## [GIVEN TEXT]

Embedded in PAS are multiple user tools for creating content within the workspace. Shown in Figure 1 is use of the embedded “sticky note” to create an individual memo where text has been added. This early version used sticky notes to outline pertinent manufacturing build information as well as a notably needed facilities repair. As with any attached object (e.g., Excel file, picture, graphic), the sticky notes are resizable and movable. This format enables a large volume of critical information for the day-to-day development and manufacturing process to be presented and digested quickly.

This early version was a leap forward, providing a first step in streamlining the presentation of milestones, offering a platform to provide updates on actions and the ability to reset plans based on real-time updates. The team quickly embraced the use of the tool and looked for ways to make further progress to move the company agenda forward.

Integrated Workspace V 2.0:

Figure 2 is a refined version of the original dashboard. Overall aesthetics, markers for attachments of additional data, sizing, placement and color coding of the sticky notes, were improved.

Figure 2: Later version of the consolidated dashboard

An example of an action item during a stand-up session, Figure 3 illustrates an extreme close-up of an in-process defect taken on the production floor. The team was able to load the image into the workspace ahead of the meeting, which allowed for quick expansion of the image, discussion of the defect and assigning an immediate next step, all in minimal time. Previously, this type of discussion would have easily taken the full 15 minutes – or more – for a team member to connect to the video display, find the image, bring it up, discuss the issue, then turn the video display back over to the meeting host to continue with the meeting.

## [Records from a data collection]
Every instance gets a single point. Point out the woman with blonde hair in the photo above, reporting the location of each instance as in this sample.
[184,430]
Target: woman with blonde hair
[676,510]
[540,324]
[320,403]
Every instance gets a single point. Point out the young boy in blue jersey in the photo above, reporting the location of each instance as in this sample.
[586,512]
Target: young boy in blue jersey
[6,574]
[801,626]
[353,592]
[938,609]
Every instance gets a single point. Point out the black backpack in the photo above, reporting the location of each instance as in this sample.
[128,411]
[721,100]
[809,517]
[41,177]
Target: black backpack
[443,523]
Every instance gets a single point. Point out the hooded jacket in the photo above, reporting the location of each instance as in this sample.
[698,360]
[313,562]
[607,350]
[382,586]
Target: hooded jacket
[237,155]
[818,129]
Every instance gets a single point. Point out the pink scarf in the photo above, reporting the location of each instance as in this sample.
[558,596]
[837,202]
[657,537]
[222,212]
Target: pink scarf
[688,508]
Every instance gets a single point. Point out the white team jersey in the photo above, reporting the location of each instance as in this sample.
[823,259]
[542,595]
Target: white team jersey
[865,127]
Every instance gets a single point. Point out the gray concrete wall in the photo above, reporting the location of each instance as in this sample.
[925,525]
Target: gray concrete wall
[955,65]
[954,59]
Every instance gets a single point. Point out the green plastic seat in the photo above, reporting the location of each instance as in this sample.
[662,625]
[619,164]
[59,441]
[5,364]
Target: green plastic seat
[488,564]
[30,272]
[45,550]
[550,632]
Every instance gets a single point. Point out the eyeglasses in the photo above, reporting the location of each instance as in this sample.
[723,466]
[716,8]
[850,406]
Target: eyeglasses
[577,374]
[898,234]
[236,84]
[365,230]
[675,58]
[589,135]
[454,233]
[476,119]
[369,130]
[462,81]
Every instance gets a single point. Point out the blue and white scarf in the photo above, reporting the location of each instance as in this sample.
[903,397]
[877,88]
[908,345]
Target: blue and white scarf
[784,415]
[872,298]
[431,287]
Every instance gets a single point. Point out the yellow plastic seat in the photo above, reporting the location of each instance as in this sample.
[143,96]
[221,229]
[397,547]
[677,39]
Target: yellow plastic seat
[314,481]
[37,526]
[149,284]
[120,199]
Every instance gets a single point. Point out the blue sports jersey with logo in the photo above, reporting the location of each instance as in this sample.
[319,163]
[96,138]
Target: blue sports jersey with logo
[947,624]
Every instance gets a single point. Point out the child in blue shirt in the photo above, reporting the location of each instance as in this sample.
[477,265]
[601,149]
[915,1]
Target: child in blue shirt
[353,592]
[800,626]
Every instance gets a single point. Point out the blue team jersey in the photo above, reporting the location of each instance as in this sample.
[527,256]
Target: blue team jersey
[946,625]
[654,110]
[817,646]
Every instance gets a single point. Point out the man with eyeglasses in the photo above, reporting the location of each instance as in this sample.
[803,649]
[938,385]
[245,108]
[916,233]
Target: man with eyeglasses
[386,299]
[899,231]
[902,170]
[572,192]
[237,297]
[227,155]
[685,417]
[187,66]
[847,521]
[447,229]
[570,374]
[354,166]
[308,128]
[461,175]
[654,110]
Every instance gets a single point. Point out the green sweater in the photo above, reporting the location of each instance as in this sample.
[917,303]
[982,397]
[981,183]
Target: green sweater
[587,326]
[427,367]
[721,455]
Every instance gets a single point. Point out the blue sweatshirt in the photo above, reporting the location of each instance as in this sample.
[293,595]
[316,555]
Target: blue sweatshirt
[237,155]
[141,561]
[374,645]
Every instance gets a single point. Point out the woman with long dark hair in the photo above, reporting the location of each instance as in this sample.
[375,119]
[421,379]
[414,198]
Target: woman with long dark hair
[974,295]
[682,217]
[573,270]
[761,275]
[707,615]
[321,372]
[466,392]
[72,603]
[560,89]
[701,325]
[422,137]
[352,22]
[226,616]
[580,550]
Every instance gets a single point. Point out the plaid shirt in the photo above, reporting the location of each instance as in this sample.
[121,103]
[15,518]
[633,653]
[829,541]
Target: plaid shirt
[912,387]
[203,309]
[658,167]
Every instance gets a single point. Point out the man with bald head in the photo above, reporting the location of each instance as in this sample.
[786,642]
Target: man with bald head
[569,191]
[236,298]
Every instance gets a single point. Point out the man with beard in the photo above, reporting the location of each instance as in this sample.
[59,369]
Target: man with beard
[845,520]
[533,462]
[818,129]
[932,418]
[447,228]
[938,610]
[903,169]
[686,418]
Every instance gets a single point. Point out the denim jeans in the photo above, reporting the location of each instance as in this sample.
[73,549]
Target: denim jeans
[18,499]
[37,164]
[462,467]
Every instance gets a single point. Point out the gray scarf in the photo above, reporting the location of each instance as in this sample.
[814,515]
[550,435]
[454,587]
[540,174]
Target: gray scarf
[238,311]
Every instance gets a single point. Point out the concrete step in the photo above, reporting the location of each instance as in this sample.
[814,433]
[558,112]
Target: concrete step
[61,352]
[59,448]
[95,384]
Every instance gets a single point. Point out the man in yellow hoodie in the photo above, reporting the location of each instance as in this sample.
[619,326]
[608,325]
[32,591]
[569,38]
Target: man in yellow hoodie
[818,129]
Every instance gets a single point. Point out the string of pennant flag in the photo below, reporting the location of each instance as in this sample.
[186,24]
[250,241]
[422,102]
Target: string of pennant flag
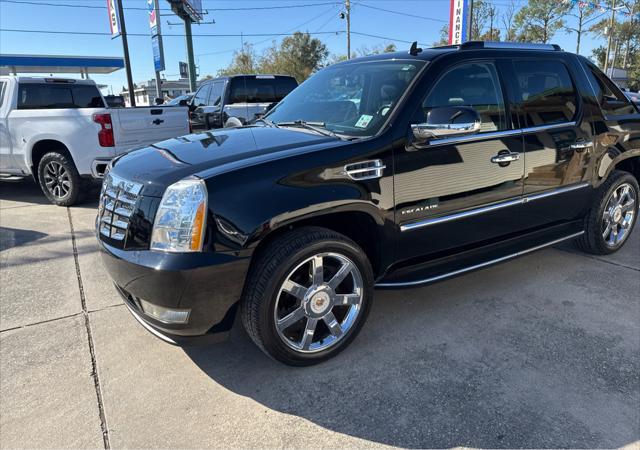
[601,7]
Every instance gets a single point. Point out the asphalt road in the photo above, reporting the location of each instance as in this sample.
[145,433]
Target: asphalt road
[543,351]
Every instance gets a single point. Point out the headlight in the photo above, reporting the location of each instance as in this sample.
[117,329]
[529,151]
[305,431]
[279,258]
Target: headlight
[181,217]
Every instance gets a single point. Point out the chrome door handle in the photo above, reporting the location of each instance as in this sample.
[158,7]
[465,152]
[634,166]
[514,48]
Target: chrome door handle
[581,145]
[502,158]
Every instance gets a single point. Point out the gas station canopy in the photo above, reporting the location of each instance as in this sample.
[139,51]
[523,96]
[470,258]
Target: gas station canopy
[60,64]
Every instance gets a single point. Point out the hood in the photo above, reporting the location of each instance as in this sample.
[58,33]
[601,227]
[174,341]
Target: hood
[166,162]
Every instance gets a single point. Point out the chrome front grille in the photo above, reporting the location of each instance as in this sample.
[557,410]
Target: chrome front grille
[118,202]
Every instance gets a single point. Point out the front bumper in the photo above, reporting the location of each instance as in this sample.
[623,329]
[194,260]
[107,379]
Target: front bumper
[209,284]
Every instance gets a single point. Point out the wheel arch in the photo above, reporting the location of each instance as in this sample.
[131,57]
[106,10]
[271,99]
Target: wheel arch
[615,159]
[359,226]
[40,148]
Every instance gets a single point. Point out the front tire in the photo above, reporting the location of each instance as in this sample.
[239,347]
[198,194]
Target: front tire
[59,179]
[307,296]
[613,215]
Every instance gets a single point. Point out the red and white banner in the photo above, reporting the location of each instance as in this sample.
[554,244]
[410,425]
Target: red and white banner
[114,22]
[458,22]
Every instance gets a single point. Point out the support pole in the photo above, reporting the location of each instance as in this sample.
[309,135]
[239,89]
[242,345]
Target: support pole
[470,30]
[348,10]
[190,59]
[610,40]
[158,85]
[125,49]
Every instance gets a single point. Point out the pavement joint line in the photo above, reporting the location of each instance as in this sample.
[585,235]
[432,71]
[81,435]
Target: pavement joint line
[90,311]
[19,206]
[598,259]
[117,305]
[40,322]
[87,323]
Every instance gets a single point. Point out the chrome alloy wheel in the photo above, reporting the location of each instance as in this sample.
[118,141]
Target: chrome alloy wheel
[319,302]
[56,179]
[619,215]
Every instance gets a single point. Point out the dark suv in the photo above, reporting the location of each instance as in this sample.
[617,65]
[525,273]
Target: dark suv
[236,100]
[388,171]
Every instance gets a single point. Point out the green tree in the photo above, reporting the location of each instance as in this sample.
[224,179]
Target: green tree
[298,55]
[244,61]
[484,22]
[584,14]
[539,20]
[508,22]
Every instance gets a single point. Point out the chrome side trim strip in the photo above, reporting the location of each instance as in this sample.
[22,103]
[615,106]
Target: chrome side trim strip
[475,137]
[485,209]
[500,134]
[461,215]
[552,126]
[553,192]
[478,266]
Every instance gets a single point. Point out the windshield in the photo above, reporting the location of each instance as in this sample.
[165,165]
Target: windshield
[352,99]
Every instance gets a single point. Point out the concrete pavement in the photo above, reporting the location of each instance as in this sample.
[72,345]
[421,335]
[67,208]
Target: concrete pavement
[543,351]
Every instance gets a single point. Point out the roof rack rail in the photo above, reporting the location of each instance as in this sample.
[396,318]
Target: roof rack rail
[510,45]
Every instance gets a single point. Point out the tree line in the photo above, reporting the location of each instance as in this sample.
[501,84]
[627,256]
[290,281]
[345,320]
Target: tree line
[539,21]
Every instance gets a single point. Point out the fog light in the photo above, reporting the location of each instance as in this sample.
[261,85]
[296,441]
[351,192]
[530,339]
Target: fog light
[165,315]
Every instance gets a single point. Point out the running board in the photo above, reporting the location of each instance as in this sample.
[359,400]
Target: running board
[477,266]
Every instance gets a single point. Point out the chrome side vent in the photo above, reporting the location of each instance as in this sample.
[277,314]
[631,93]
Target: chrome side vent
[117,205]
[365,170]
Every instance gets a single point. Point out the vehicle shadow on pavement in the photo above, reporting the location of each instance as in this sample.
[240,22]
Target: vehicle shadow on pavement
[543,358]
[14,237]
[25,193]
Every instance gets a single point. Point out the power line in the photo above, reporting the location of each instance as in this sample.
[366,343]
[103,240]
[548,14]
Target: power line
[297,27]
[400,13]
[133,8]
[95,33]
[386,38]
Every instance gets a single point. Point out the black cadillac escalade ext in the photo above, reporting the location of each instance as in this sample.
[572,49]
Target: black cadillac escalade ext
[387,171]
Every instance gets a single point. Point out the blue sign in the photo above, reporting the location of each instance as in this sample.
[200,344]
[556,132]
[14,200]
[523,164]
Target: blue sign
[158,53]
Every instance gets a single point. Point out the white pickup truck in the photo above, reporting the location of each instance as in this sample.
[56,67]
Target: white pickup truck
[62,133]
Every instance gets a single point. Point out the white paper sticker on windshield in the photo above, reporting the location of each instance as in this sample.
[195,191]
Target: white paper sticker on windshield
[363,121]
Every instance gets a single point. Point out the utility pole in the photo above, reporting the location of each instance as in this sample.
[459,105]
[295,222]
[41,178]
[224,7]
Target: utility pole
[190,59]
[125,48]
[470,28]
[610,40]
[347,5]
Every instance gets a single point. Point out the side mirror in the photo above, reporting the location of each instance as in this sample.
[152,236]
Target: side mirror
[448,121]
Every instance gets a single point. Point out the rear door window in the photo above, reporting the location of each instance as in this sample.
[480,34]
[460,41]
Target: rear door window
[58,96]
[44,96]
[86,96]
[611,99]
[260,89]
[215,98]
[546,93]
[475,85]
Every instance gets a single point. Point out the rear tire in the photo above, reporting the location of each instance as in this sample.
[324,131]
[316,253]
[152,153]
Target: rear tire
[59,179]
[613,215]
[307,296]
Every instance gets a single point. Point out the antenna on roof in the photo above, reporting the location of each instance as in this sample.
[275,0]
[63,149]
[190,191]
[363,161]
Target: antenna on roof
[414,50]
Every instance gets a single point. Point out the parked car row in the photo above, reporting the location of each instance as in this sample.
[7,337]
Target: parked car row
[389,171]
[237,100]
[62,133]
[294,203]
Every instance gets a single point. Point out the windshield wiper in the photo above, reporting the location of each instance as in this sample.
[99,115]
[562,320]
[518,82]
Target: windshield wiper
[318,127]
[267,122]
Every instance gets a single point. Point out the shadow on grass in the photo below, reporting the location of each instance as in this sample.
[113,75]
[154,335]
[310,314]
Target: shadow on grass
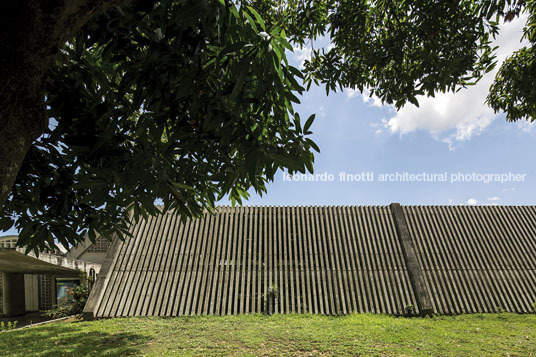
[70,339]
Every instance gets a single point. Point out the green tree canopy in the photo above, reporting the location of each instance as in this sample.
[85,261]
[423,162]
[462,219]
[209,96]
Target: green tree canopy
[185,102]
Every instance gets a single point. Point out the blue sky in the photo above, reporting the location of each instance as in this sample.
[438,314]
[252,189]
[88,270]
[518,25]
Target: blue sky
[452,133]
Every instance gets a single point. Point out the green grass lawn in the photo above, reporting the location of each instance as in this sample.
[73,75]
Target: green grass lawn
[302,335]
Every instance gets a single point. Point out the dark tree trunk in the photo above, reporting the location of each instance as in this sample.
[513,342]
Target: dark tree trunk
[31,32]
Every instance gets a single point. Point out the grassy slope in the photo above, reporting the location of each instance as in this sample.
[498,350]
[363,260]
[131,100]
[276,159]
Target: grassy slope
[470,335]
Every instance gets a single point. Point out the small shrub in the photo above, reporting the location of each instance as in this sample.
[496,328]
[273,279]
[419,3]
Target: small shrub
[409,309]
[9,326]
[72,304]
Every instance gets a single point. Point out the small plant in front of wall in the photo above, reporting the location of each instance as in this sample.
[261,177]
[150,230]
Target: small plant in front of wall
[271,298]
[409,309]
[11,325]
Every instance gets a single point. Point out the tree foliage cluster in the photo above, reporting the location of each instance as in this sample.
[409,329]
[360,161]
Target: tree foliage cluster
[185,101]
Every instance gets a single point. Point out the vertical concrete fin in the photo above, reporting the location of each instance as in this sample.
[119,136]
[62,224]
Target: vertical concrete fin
[98,289]
[414,270]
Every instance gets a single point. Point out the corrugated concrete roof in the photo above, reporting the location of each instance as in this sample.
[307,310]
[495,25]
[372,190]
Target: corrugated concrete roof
[326,260]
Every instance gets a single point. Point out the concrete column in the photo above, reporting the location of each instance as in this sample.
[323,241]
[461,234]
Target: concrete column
[13,294]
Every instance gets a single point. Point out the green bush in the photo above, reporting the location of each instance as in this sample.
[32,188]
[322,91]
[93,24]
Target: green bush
[72,304]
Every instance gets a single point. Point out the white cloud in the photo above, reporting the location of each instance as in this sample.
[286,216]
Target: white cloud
[526,125]
[302,54]
[455,117]
[472,202]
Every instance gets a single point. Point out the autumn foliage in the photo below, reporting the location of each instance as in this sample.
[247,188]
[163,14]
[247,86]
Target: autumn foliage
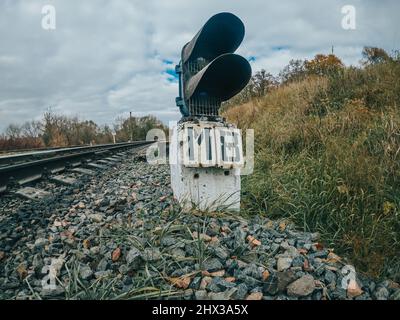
[327,142]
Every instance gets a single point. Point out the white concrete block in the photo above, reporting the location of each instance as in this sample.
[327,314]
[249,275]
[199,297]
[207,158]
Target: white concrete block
[205,173]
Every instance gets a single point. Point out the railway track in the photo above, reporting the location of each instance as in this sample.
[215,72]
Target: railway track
[24,168]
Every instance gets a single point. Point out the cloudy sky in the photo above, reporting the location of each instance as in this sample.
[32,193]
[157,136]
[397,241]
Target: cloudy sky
[106,58]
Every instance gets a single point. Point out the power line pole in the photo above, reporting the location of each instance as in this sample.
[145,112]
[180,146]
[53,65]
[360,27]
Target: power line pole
[130,125]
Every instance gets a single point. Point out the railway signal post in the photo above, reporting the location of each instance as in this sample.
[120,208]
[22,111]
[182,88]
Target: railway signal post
[206,152]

## [WORK INSTRUCTION]
Write out the entire passage above about the integrated workspace dashboard, word for word.

## [WRITTEN RESPONSE]
Embedded in PAS are multiple user tools for creating content within the workspace. Shown in Figure 1 is use of the embedded “sticky note” to create an individual memo where text has been added. This early version used sticky notes to outline pertinent manufacturing build information as well as a notably needed facilities repair. As with any attached object (e.g., Excel file, picture, graphic), the sticky notes are resizable and movable. This format enables a large volume of critical information for the day-to-day development and manufacturing process to be presented and digested quickly.

This early version was a leap forward, providing a first step in streamlining the presentation of milestones, offering a platform to provide updates on actions and the ability to reset plans based on real-time updates. The team quickly embraced the use of the tool and looked for ways to make further progress to move the company agenda forward.

Integrated Workspace V 2.0:

Figure 2 is a refined version of the original dashboard. Overall aesthetics, markers for attachments of additional data, sizing, placement and color coding of the sticky notes, were improved.

Figure 2: Later version of the consolidated dashboard

An example of an action item during a stand-up session, Figure 3 illustrates an extreme close-up of an in-process defect taken on the production floor. The team was able to load the image into the workspace ahead of the meeting, which allowed for quick expansion of the image, discussion of the defect and assigning an immediate next step, all in minimal time. Previously, this type of discussion would have easily taken the full 15 minutes – or more – for a team member to connect to the video display, find the image, bring it up, discuss the issue, then turn the video display back over to the meeting host to continue with the meeting.